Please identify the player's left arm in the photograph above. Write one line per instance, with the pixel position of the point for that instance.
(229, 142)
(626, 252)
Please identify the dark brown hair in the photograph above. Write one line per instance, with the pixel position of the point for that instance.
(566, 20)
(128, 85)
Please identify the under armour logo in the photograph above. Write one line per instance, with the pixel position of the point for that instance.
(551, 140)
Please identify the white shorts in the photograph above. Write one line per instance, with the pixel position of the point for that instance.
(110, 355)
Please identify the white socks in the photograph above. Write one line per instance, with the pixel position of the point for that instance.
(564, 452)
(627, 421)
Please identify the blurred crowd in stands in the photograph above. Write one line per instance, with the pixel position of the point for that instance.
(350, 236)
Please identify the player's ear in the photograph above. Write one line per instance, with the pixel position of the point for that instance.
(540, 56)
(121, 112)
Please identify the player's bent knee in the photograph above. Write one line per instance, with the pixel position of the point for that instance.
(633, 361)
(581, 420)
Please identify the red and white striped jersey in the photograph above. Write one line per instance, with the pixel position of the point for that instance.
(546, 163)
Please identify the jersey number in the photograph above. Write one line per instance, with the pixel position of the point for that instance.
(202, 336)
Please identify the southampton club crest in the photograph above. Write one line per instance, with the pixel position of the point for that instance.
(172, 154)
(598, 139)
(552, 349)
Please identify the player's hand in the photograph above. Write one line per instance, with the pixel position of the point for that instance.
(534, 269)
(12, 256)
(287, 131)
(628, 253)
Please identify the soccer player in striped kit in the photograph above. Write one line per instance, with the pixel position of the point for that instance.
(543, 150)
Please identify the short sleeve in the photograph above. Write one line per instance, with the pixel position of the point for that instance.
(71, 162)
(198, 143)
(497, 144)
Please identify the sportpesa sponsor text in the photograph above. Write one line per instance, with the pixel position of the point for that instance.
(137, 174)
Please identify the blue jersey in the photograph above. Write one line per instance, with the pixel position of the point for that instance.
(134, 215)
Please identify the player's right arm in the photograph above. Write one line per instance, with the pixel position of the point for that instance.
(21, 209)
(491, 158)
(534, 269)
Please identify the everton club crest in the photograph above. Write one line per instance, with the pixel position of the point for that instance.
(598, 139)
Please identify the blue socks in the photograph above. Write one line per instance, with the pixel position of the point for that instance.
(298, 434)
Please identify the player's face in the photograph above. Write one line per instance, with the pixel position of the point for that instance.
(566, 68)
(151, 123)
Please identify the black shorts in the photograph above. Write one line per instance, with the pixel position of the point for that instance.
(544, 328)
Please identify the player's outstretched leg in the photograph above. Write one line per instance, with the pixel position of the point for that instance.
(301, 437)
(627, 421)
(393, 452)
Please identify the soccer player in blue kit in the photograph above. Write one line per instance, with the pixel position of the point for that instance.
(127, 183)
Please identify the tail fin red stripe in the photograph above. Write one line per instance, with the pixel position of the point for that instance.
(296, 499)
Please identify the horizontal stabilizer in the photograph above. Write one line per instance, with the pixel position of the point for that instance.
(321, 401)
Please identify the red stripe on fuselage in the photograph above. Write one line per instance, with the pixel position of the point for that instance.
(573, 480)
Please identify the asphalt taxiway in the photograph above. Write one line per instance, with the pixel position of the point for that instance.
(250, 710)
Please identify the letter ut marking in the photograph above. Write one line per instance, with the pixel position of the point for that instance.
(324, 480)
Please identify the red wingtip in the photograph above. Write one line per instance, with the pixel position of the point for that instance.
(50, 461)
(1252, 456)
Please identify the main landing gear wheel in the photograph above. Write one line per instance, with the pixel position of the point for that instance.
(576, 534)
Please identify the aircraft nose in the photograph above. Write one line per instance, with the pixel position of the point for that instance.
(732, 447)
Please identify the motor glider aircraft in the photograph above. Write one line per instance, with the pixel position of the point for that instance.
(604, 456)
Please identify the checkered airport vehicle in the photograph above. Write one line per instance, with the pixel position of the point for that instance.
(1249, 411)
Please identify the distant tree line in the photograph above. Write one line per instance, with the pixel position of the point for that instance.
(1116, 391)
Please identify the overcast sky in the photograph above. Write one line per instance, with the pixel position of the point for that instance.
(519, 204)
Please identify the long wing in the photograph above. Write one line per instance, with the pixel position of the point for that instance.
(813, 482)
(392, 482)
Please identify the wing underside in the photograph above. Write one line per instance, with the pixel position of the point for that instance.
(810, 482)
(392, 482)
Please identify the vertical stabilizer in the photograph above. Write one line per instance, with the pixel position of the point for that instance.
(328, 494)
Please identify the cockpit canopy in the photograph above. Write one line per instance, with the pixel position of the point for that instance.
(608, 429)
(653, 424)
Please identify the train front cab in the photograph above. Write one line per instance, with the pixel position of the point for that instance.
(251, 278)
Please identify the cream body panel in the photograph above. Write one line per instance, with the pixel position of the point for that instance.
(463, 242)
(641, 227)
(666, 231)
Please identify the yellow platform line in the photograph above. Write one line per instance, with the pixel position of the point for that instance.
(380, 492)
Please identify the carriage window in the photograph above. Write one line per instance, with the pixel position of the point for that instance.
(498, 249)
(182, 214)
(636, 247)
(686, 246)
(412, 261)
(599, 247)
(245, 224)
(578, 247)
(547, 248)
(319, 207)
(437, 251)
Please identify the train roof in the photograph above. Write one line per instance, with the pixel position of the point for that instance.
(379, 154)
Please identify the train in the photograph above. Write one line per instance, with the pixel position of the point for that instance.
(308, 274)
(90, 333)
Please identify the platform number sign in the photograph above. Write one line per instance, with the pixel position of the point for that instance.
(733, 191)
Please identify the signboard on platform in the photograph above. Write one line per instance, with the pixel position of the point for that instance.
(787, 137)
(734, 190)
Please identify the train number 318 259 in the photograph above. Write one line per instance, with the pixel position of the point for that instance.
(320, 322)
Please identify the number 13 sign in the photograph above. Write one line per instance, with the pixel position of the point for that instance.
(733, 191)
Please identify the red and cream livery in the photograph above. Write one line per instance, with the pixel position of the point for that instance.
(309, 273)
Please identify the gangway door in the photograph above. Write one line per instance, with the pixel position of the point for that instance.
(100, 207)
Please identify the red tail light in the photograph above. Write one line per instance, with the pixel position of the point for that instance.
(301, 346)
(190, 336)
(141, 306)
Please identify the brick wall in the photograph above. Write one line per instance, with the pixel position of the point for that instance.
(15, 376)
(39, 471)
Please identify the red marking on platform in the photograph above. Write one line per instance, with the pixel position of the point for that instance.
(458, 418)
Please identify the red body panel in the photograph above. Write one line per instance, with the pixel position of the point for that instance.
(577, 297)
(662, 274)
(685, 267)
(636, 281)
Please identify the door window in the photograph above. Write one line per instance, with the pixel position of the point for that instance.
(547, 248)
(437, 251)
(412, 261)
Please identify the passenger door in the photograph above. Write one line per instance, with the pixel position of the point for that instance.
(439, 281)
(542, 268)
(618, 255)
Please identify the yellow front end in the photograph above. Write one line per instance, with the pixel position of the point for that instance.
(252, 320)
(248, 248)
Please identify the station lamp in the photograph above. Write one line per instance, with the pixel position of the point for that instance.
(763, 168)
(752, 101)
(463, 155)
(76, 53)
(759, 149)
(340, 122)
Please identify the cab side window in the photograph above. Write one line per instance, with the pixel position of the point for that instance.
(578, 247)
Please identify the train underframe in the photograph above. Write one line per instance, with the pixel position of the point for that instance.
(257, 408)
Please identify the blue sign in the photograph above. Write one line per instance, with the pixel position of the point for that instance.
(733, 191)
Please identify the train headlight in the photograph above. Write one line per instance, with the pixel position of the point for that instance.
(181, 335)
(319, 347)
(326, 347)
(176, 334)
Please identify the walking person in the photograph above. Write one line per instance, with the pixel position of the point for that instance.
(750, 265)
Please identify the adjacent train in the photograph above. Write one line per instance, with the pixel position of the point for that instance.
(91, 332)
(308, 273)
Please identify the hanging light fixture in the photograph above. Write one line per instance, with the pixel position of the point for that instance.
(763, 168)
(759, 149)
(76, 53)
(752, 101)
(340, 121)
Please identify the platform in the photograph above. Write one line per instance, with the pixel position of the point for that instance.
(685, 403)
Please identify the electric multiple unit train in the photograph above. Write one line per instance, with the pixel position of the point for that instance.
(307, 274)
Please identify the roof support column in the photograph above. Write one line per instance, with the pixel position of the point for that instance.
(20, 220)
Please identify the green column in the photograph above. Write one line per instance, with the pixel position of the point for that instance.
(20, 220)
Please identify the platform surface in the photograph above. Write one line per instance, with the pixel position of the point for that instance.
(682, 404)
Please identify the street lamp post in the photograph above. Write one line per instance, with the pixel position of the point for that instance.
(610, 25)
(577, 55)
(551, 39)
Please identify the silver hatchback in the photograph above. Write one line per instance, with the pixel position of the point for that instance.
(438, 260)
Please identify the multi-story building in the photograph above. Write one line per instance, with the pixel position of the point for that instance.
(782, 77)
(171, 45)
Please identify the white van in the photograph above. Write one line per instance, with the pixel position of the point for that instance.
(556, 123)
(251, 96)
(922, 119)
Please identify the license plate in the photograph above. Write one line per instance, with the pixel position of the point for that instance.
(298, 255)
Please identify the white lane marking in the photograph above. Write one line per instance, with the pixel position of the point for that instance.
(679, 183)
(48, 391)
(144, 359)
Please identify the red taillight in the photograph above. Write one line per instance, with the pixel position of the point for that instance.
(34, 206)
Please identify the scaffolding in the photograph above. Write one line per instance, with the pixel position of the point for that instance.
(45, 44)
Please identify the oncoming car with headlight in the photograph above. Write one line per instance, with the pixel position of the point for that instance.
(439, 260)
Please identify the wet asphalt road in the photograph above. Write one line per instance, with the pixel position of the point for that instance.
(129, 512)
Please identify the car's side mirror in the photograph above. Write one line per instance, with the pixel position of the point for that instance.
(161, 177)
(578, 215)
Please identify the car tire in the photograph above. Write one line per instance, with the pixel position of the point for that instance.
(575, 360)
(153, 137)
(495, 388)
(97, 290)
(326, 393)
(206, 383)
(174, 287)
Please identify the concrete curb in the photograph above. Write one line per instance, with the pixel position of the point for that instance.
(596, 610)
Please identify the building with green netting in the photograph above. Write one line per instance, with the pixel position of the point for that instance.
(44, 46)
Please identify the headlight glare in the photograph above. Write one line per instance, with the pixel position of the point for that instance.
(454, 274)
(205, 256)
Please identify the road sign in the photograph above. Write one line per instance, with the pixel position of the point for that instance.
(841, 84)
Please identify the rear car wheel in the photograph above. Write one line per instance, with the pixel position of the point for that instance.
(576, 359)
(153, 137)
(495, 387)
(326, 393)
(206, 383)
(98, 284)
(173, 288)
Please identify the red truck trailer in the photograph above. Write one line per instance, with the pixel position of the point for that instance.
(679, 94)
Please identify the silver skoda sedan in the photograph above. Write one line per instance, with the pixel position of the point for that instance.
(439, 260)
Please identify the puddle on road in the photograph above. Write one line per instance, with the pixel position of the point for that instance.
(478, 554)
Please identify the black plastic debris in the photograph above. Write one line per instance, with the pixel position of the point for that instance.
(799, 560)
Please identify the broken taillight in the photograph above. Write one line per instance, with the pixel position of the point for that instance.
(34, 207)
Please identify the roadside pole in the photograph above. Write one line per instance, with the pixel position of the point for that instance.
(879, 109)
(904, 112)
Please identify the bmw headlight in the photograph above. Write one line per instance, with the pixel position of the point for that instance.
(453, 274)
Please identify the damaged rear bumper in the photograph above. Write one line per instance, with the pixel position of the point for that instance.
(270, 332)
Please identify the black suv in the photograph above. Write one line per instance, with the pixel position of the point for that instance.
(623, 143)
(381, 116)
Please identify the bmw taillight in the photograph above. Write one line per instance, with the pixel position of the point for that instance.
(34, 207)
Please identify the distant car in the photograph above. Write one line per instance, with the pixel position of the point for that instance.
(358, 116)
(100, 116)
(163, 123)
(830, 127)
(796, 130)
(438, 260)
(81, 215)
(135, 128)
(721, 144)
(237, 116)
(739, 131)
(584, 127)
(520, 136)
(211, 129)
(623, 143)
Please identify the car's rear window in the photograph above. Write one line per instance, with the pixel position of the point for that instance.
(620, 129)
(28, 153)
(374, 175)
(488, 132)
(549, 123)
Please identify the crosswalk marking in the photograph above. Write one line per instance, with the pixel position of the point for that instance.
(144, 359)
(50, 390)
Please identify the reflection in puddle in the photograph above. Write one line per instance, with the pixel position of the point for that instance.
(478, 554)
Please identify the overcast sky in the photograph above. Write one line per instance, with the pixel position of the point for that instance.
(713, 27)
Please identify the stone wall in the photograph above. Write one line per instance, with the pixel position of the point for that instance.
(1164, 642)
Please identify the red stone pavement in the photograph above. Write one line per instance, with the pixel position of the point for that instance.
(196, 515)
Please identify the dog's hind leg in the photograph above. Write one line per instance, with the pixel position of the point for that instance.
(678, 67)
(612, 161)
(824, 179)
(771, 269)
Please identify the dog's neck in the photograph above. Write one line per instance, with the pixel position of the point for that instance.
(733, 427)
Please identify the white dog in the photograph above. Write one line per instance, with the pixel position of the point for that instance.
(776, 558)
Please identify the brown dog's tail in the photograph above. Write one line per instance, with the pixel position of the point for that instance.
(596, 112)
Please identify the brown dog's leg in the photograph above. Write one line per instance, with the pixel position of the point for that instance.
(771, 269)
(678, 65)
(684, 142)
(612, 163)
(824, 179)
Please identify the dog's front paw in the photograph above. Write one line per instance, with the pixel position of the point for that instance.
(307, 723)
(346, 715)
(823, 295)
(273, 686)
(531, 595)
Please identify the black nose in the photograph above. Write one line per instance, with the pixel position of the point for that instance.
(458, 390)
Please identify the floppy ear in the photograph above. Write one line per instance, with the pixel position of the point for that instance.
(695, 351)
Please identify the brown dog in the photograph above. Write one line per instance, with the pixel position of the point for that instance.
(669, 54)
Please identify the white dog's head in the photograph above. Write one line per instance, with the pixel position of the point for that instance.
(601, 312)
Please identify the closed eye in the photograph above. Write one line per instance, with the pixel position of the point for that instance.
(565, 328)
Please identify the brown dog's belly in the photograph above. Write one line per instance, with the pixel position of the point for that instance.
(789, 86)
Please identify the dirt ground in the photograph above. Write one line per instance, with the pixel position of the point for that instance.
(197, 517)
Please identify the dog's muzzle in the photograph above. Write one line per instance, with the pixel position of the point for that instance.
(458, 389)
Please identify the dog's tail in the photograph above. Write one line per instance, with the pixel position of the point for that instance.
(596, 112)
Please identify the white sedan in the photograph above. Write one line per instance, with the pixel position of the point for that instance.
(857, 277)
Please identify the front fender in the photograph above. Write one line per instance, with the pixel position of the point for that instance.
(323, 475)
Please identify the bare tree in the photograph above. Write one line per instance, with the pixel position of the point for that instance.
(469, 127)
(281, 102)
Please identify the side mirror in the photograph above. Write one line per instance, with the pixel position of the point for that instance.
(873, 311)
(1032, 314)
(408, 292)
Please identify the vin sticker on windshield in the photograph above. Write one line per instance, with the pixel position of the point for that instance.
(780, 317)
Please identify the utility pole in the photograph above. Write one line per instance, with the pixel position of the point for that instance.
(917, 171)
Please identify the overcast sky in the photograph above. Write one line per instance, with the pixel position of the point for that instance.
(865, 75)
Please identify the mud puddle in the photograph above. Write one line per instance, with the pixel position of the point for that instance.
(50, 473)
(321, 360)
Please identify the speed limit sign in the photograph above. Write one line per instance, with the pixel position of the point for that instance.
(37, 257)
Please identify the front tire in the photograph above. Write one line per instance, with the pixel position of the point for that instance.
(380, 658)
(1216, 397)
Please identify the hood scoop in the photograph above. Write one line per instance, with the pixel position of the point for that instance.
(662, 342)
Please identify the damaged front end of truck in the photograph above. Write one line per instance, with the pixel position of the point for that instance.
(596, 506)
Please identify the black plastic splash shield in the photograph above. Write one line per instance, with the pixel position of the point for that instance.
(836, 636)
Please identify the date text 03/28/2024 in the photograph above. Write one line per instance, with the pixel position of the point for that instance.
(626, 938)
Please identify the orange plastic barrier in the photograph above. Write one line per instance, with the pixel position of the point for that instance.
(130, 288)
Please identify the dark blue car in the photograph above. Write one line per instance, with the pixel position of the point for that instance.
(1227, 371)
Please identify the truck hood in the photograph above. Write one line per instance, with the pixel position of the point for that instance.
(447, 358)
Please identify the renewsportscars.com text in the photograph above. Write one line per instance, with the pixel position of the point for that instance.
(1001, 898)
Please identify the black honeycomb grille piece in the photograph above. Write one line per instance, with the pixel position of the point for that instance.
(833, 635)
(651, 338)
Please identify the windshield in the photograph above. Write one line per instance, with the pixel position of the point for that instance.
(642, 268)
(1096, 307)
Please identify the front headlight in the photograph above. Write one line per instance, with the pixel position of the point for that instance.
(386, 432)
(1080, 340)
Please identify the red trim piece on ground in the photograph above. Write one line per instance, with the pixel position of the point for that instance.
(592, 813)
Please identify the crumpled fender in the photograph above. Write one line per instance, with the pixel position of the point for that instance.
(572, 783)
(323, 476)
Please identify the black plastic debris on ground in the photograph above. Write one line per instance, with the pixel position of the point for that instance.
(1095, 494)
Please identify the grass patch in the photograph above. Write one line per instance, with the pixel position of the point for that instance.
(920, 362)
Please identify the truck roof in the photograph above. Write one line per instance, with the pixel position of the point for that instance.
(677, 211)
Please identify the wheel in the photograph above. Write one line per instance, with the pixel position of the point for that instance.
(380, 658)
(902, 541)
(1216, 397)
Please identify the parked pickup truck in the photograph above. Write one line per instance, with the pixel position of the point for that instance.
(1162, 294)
============================================================
:: TASK REQUIREMENTS ::
What you write should match, character for character, the lines from the one with "Please identify the red trim" to the end of the data, both included.

:: RESPONSE AREA ::
Please identify the red trim piece on ground in the photograph above. Write one line per instance, with the pixel position of the point for that instance.
(592, 813)
Please identify the crumpled fender in the photograph above. Write one line per instance, with the pixel position of the point for that instance.
(572, 783)
(323, 476)
Please identify the black plastic debris on ground in the photograph above. Write one line per instance, with the pixel position of the point for that instance.
(1095, 494)
Please identify the grass patch in the photograph above. Write one line per instance, with the pixel position of the point for that instance.
(920, 362)
Please identify the truck roof in the photograph above. Write one line per instance, with the pixel position of the point for that instance.
(677, 211)
Please identify the wheel in the photograph above. Write one line per instance, with the pixel position of the point for that instance.
(380, 658)
(902, 541)
(1216, 397)
Please identify the parked pickup truck in the photograph above. Write one line per instance, with the pixel position of the point for that instance.
(1162, 294)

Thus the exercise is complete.